> WHAT TO DO:
Answer these questions using the text on Tennessee unemployment benefits below.
1. How many job openings does Lee cite as a reason for ending the extra benefits?
2. About how many of those jobs list a salary of over $20,000?
3. How much revenue could states lose, according to the U.S. Congressional Joint Economic Committee?

> TEXT SEGMENT:
══════════════════════════════
Earlier this month, Tennessee’s Republican Gov. Bill Lee announced that he, like many other Republican governors across the country, would be ending extra unemployment benefits for workers as provided by the federal government. The spurious justification given by Lee and other GOP governors was that people were making too much money off unemployment to want to return to work.
But new findings from Tennessee Senate Democrats shows that the real reason for people not being able to or wanting to return to work may be because the available jobs pay far too little.
Lee, the Democrats point out, often points to the 250,000 jobs that are listed on Tennessee’s job portal as reasoning for ending the extra unemployment benefits. “When we have 250,000 job openings in the state and we are paying people to stay home, that needs to change,” he said earlier in June.
Of those jobs, however, only about 8,500 list paying a salary of over $20,000 — which amounts to only about 3 percent of the available jobs that Lee so likes to tout.
It’s possible that many of these job listings simply don’t publicize the salary in the post. However, the Democrats also point out that a majority of the jobs are older than a month, meaning some of them may no longer be available. Meanwhile, the number of new job postings are far less than the number of people unemployed.
Meanwhile, as the Tennessee Democrats and many Democrats and progressives across the country have pointed out, ending unemployment benefits does more to hurt workers than it does to help the economy. The U.S. Congressional Joint Economic Committee found early in June that Republican governors ending extra unemployment benefits could cause their states to lose out on $12 billion in revenue.
Workers are not only hurt in the short term by this decision, but potentially also the long term. “Cutting benefits early in order to push people into jobs that don’t work for them (e.g. pay too little, endanger their health, are not geographically proximate, etc.) risks reducing demand in local economies, foregoing [sic] the potential for future better earnings, and ultimately constricting the economic recovery from the coronavirus recession,” the report found.
══════════════════════════════
> RECORDED INFORMATION:
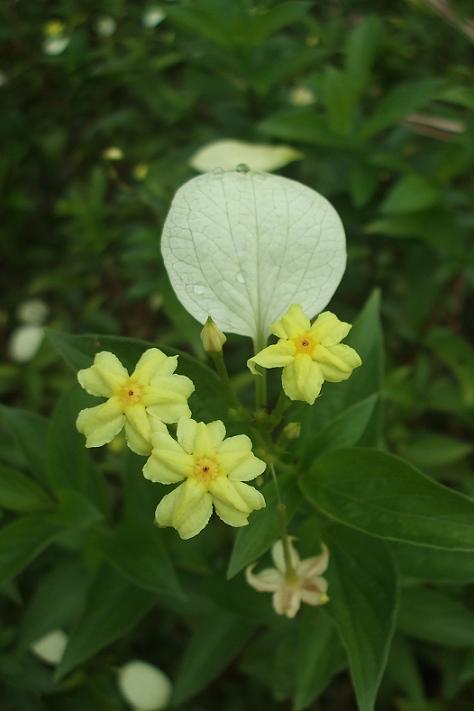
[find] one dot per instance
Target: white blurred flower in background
(144, 686)
(105, 26)
(50, 648)
(26, 339)
(153, 16)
══════════════════════════════
> RESULT:
1. 250,000
2. About 8,500
3. $12 billion